Count the lines in the items that contain the string "bicycle", treating case as significant. Reply with the number alone.

# Start of MATERIAL SUPPLIED

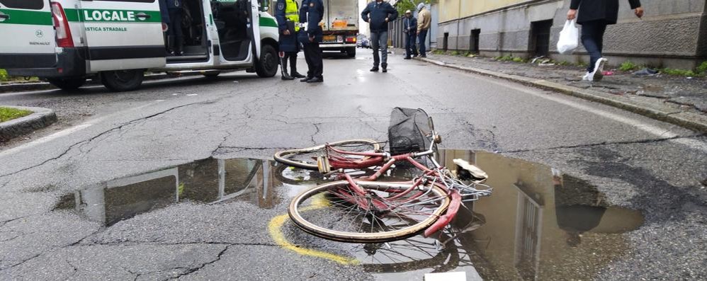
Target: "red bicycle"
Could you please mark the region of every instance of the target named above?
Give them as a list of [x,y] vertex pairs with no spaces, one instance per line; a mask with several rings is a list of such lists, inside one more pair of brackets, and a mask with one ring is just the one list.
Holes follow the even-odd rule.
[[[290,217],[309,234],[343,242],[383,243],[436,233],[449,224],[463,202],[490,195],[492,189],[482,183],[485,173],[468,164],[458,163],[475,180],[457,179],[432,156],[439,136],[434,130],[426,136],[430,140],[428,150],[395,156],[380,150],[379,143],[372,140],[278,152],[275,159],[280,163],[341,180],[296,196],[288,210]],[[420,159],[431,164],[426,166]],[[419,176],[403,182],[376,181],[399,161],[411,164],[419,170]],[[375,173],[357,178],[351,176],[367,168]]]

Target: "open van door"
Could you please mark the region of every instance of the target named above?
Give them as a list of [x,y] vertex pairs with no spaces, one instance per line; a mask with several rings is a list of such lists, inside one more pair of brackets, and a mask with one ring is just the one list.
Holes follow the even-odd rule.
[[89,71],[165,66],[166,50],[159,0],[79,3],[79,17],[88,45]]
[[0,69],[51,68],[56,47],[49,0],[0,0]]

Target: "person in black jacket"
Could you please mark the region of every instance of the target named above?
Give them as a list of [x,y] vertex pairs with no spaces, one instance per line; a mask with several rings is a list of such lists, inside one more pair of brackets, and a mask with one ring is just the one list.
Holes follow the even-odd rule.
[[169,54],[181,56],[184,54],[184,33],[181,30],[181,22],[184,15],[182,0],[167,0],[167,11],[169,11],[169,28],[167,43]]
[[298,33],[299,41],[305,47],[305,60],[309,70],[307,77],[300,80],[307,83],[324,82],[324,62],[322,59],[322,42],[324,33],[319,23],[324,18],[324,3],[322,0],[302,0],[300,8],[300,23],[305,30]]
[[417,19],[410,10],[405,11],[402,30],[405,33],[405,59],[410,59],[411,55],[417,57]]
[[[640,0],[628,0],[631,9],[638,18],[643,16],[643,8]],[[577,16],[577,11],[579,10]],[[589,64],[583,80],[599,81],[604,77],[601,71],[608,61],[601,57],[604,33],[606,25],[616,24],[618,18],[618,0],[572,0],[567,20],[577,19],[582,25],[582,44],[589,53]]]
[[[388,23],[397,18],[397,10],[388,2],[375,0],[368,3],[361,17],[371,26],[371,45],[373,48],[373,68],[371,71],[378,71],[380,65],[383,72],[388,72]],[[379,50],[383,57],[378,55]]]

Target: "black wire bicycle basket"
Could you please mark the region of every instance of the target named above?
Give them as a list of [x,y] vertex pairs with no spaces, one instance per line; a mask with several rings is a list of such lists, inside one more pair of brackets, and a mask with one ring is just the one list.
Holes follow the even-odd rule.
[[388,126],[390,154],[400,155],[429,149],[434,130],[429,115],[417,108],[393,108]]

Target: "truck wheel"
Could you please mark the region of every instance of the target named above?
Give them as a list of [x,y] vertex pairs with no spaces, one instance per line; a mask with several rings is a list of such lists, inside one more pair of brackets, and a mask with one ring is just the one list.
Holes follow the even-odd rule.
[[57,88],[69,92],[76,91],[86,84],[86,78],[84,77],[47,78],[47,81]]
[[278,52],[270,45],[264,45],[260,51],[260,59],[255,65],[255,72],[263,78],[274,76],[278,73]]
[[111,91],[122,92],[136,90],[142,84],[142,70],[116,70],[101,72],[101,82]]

# End of MATERIAL SUPPLIED
# Start of MATERIAL SUPPLIED

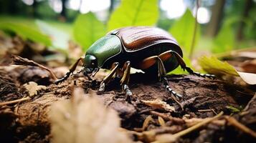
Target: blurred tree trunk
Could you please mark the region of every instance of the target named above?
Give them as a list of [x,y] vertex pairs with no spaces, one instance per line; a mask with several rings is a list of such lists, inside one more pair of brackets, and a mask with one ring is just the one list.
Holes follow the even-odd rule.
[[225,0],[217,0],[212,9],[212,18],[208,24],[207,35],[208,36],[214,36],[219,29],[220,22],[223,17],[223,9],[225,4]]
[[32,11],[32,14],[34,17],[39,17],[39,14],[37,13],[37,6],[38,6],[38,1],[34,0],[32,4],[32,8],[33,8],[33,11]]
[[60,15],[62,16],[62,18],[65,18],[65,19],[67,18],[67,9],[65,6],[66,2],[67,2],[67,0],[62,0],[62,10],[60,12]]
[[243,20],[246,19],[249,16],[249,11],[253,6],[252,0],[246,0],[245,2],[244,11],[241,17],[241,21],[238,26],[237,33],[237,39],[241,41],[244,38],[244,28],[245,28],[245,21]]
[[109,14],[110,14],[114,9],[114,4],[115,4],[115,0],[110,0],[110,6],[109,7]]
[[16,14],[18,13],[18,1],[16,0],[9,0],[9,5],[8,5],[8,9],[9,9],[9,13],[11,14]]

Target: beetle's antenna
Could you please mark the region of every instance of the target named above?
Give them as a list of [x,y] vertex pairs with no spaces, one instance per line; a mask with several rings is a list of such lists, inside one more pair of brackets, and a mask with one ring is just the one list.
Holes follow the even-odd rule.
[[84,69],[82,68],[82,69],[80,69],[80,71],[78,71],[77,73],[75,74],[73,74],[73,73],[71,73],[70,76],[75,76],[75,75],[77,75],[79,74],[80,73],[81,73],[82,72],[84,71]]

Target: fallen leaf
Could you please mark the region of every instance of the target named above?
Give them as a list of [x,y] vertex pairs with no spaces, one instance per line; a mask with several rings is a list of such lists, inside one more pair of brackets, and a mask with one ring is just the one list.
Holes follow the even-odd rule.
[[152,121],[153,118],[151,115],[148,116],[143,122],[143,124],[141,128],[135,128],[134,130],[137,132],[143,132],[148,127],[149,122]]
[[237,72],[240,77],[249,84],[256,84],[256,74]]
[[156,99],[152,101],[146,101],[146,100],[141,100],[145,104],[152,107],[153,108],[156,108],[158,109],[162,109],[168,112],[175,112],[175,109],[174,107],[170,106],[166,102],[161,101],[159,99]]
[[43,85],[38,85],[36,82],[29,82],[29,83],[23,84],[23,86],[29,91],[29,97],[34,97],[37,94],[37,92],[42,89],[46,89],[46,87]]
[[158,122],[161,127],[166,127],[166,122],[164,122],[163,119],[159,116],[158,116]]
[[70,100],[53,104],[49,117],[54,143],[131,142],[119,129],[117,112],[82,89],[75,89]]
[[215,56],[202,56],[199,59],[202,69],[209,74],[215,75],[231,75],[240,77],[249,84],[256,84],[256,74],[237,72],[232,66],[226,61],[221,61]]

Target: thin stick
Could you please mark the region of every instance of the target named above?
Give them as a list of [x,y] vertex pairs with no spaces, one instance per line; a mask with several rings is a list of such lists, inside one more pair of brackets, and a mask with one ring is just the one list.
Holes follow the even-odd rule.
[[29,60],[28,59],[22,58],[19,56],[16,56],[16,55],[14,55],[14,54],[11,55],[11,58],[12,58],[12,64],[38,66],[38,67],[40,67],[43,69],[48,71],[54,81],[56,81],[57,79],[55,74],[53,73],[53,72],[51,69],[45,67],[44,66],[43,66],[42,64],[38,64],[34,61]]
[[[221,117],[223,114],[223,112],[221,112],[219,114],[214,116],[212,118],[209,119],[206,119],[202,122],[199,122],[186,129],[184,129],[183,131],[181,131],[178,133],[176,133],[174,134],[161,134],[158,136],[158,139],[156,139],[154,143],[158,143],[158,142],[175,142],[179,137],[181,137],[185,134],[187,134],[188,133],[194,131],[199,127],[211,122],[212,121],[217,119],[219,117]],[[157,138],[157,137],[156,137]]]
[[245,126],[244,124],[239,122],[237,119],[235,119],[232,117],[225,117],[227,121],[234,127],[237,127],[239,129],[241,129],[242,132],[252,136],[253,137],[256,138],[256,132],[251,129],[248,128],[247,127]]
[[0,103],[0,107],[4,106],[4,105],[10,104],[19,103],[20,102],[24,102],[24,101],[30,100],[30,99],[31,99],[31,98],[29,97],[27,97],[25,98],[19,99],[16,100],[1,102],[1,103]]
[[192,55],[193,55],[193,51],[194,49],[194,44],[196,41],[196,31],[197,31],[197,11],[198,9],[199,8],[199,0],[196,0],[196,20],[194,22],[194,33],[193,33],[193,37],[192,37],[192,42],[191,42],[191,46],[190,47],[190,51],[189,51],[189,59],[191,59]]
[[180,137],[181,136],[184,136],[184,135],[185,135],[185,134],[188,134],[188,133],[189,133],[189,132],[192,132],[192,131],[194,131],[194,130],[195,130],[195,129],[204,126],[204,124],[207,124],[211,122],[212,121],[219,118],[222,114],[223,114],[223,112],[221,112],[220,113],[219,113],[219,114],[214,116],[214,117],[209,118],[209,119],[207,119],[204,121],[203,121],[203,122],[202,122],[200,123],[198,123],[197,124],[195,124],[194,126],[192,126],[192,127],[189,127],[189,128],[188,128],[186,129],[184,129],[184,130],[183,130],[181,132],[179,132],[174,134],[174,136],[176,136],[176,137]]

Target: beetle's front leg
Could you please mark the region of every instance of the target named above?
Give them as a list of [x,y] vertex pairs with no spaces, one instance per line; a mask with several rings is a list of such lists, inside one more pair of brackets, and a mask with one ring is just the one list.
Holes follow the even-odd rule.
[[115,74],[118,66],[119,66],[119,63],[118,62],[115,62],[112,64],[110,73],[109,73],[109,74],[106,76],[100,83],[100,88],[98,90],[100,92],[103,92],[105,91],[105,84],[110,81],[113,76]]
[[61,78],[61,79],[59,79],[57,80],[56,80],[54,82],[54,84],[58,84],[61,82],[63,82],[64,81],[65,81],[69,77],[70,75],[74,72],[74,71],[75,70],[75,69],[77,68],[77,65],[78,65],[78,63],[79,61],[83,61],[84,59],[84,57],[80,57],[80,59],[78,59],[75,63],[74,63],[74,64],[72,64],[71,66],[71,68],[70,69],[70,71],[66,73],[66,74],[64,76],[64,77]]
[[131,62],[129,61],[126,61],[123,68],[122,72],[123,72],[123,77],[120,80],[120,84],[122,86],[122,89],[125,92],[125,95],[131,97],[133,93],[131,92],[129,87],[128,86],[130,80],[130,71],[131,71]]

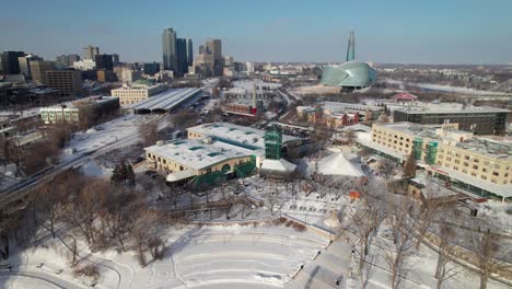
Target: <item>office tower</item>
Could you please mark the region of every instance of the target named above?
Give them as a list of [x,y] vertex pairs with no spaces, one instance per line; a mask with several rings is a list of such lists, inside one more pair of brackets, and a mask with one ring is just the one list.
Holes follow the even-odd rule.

# End of MATERIAL SUPPLIED

▶ **OUTPUT OF THE TASK**: 2